DATA FOR REVIEW START

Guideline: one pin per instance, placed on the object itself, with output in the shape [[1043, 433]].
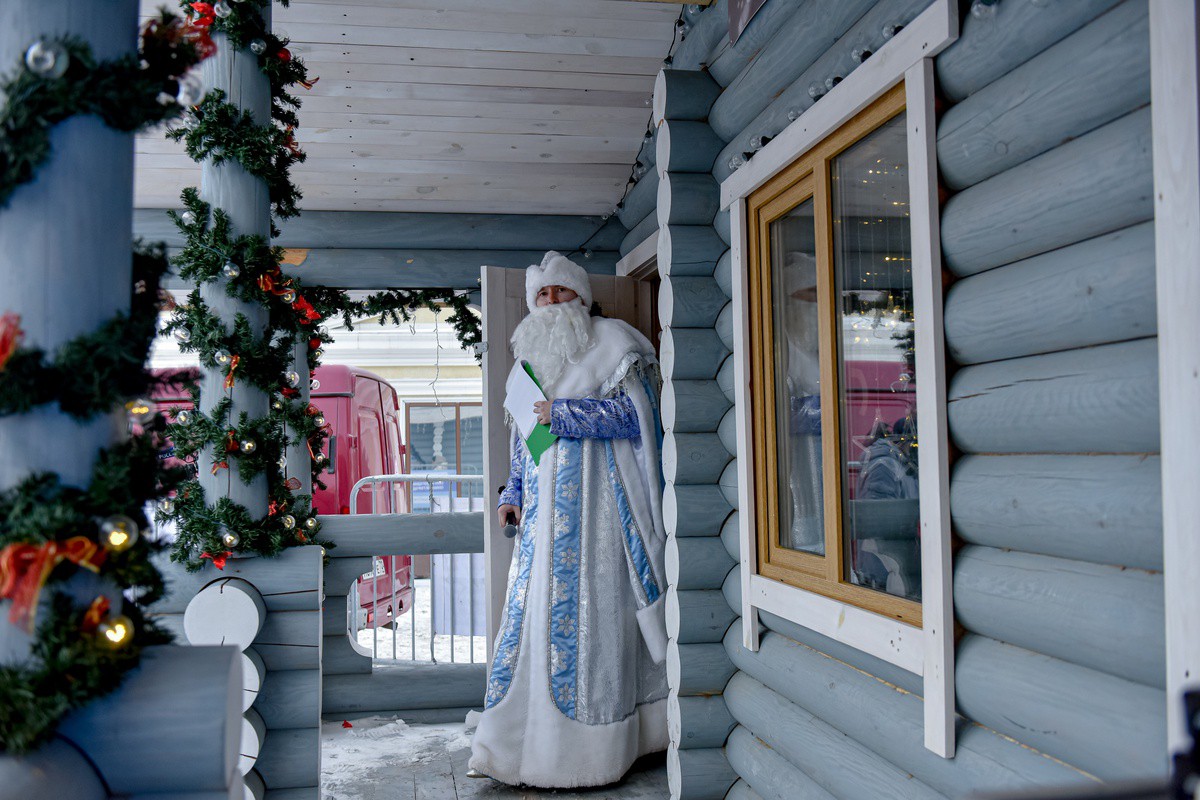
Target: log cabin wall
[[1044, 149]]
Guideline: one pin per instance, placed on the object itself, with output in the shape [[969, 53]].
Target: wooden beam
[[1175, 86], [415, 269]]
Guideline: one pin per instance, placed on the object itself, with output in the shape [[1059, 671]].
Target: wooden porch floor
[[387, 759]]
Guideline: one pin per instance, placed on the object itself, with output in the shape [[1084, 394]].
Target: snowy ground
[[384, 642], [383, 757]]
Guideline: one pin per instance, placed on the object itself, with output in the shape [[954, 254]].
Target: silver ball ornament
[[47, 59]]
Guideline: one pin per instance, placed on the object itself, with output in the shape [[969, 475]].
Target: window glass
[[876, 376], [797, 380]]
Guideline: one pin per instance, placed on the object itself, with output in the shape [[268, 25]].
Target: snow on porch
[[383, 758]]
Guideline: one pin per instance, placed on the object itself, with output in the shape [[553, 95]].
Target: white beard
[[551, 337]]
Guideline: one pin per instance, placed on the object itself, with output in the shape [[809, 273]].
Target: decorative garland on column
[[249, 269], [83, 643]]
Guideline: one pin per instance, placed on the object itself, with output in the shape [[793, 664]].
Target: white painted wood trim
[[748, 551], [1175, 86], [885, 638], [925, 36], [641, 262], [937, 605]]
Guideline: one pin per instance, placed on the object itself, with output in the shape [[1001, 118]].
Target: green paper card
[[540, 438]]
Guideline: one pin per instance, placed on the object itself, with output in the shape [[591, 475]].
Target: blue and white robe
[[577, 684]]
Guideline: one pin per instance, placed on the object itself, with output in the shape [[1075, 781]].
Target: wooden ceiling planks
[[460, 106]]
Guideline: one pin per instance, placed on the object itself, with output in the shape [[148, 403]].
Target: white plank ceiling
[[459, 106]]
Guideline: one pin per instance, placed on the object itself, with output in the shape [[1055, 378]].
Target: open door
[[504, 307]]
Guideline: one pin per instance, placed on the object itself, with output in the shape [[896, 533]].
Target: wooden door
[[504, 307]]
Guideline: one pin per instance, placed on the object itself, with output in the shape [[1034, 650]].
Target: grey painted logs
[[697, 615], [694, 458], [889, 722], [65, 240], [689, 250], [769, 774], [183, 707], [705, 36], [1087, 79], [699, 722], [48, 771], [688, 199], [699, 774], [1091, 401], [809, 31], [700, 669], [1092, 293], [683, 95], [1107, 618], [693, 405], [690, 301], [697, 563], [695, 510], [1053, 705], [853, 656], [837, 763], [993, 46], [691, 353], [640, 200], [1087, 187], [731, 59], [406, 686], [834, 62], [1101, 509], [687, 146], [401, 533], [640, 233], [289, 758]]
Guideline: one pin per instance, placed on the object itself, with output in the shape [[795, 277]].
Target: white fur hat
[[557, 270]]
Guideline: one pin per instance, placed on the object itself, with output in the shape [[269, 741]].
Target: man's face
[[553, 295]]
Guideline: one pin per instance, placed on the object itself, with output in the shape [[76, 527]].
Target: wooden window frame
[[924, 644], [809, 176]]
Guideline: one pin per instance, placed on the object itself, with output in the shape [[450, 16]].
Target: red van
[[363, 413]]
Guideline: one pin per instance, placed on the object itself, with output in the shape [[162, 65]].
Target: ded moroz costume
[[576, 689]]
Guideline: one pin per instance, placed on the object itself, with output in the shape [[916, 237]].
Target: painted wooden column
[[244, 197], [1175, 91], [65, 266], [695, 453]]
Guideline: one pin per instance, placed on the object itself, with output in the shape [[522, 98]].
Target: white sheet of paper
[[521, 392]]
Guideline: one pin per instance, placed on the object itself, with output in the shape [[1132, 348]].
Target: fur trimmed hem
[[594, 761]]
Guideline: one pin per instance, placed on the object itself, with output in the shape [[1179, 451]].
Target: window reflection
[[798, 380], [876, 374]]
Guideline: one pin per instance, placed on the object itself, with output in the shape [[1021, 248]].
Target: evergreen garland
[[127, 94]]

DATA FOR REVIEW END
DATA FOR REVIEW START

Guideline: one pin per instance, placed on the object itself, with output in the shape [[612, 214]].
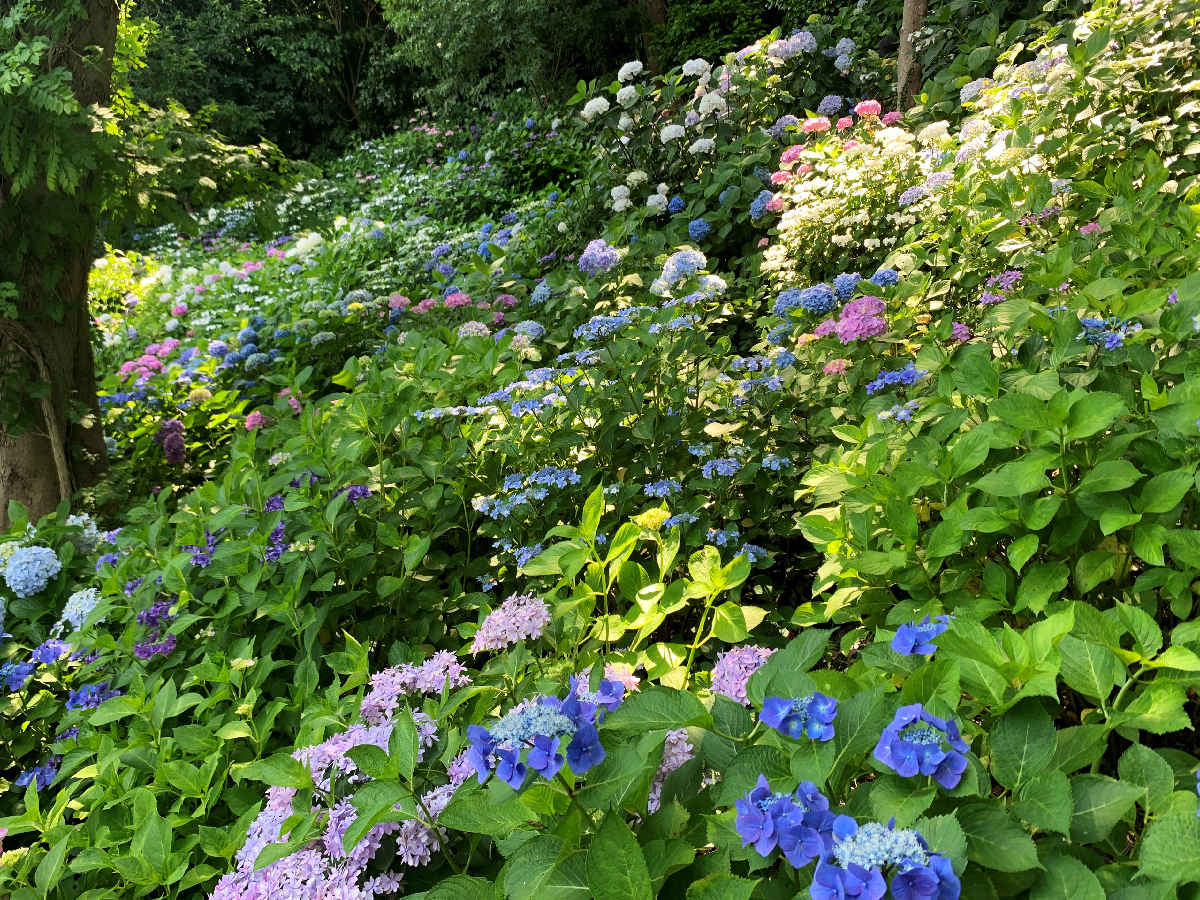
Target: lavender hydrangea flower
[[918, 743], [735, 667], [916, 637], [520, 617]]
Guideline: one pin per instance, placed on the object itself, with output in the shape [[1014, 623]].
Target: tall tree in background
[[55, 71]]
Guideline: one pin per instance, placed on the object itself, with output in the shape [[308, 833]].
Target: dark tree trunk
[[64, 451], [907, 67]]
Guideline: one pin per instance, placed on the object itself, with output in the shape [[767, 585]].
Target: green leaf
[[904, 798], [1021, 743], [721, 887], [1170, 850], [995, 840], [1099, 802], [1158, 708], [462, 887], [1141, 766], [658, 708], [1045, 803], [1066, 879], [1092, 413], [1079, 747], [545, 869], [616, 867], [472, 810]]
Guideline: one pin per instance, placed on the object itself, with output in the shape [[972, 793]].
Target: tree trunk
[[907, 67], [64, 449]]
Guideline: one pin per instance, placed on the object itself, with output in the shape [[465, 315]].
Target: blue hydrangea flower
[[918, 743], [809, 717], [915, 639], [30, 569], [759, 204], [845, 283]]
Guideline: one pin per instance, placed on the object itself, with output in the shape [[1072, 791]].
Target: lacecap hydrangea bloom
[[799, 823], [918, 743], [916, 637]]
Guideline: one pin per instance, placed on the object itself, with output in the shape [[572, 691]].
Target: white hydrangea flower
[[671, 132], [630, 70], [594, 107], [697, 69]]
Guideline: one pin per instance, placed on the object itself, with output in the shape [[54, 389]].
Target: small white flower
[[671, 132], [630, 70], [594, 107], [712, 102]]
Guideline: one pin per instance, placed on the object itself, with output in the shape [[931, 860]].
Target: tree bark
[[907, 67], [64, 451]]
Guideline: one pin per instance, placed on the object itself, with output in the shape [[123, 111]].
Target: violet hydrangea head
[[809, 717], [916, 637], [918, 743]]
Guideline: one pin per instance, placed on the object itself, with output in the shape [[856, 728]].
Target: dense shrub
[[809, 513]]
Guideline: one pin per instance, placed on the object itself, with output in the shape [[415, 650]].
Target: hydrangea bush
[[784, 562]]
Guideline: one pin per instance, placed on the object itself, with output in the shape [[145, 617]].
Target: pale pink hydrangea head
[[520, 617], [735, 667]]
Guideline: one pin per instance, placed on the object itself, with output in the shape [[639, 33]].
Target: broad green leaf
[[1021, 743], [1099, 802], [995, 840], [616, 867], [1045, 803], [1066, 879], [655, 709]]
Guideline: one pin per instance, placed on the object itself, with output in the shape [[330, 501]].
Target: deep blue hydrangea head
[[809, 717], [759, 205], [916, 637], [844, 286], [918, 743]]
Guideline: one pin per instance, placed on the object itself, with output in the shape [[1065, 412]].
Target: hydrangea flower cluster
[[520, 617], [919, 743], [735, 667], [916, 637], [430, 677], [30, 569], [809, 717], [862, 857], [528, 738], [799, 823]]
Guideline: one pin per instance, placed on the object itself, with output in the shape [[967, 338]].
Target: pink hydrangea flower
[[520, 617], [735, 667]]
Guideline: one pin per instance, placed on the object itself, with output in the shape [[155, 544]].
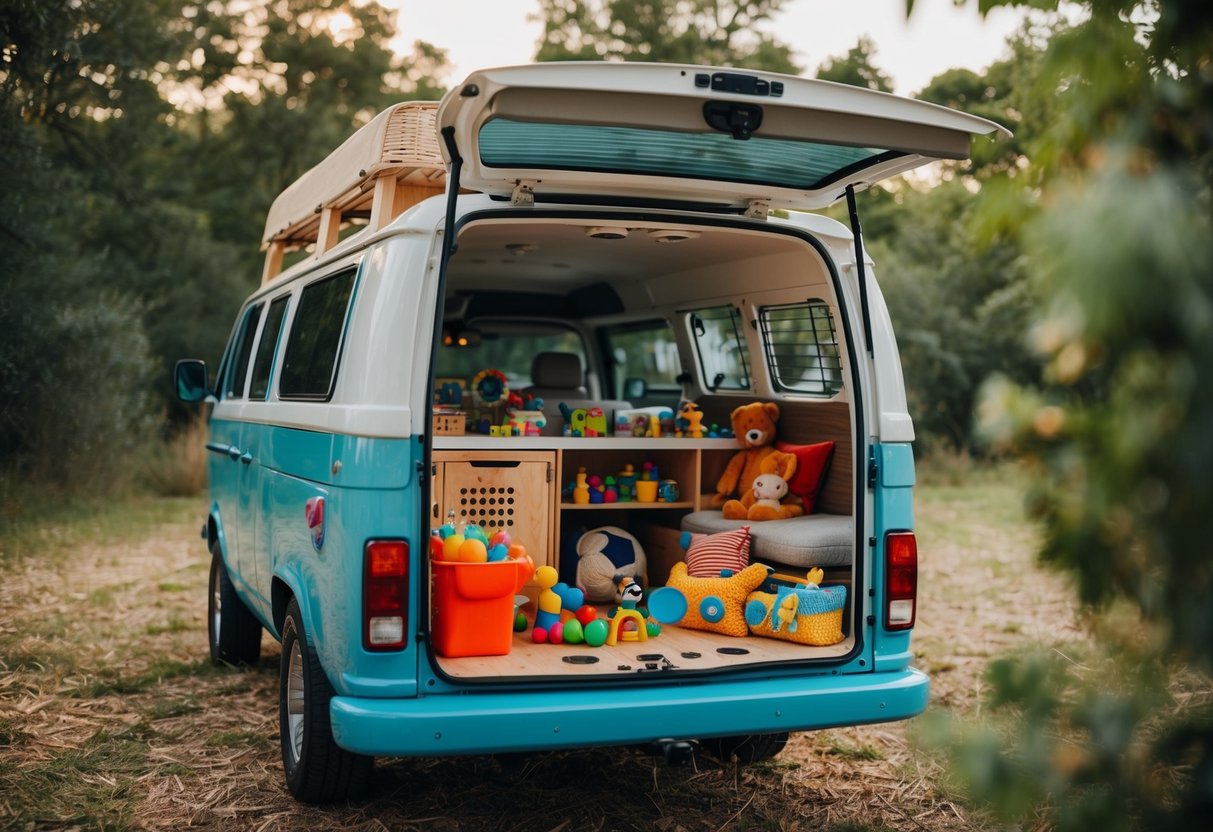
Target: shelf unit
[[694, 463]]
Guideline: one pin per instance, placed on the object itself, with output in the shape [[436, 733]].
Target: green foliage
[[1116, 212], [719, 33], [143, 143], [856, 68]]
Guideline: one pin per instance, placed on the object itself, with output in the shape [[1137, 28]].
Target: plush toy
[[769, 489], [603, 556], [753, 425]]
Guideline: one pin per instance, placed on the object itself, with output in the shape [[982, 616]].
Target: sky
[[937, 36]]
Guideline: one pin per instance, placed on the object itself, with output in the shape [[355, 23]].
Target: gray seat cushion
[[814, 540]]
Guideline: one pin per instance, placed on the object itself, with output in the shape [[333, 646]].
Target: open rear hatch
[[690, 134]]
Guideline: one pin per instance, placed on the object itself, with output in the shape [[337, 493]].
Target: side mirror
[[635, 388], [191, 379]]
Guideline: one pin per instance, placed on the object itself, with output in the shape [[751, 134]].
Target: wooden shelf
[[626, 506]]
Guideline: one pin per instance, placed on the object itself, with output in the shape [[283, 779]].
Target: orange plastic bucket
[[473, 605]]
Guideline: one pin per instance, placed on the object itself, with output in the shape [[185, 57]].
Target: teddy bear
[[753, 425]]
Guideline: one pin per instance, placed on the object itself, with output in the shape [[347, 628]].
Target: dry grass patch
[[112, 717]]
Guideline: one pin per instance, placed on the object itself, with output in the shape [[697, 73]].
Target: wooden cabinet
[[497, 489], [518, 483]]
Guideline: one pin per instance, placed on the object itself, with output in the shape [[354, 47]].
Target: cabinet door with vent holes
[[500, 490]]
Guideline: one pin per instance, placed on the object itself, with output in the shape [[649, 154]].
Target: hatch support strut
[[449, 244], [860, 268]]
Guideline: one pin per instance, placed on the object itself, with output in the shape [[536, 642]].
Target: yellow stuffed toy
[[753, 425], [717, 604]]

DATA FOR REVIEW END
DATA FOR REVIEW START

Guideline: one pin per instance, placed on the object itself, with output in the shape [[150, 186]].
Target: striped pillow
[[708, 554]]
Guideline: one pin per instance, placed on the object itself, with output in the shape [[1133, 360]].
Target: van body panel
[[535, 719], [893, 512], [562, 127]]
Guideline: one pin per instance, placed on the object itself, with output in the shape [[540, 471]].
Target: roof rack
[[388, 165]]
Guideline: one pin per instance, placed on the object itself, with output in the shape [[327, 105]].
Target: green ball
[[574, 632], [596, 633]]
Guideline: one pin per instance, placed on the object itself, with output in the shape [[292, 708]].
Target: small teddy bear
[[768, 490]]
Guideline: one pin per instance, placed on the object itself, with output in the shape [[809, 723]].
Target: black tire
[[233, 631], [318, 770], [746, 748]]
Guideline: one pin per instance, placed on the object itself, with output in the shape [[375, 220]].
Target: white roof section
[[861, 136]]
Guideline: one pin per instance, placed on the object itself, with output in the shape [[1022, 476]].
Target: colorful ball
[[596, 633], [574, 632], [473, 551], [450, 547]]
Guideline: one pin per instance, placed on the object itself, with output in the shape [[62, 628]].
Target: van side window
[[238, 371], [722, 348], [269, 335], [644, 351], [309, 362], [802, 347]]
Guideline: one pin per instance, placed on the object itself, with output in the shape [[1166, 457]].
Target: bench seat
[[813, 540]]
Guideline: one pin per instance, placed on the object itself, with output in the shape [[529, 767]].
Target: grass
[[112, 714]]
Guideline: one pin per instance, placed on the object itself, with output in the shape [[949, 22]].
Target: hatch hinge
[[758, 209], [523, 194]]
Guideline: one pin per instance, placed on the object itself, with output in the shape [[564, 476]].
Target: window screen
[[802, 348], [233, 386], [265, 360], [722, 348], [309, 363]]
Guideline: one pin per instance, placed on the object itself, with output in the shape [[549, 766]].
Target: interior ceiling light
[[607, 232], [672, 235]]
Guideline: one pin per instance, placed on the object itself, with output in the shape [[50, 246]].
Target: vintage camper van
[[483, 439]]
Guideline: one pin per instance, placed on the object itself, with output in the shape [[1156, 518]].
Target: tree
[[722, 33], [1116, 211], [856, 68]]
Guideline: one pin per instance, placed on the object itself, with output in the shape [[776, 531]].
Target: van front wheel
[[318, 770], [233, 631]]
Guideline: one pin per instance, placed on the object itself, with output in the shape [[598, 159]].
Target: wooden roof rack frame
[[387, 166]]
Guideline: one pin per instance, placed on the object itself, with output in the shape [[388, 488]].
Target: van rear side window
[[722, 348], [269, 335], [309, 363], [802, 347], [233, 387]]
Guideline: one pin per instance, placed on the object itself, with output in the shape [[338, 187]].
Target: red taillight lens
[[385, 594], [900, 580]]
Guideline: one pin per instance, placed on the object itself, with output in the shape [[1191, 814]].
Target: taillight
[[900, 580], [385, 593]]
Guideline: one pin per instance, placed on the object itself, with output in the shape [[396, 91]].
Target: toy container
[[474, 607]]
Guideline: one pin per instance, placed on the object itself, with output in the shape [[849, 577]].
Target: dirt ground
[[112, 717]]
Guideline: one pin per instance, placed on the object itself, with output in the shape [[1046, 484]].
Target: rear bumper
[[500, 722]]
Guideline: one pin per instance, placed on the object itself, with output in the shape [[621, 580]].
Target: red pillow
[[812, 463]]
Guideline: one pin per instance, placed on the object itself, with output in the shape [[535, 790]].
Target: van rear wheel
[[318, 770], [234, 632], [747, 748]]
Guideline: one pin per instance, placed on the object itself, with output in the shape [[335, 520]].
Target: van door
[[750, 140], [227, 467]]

DATA FOR REVIEW END

▸ TASK DETAILS:
In the entries above, the lines from the one bearing "shape [[1156, 518]]." up to and including the one bearing "shape [[598, 159]]." should be transcribed exactly; no other line is wanted.

▸ REPLY:
Guideline: one pin per instance, placed on the object itself, with output in the shape [[1156, 518]].
Target: tree
[[722, 33], [1116, 211], [856, 68]]
Guideline: one pin per instance, placed on the object itself, with output in the shape [[776, 531]].
Target: van front wheel
[[318, 770], [233, 631]]
Guideline: one pin per instance, placed on the object itself, with output in the shape [[598, 159]].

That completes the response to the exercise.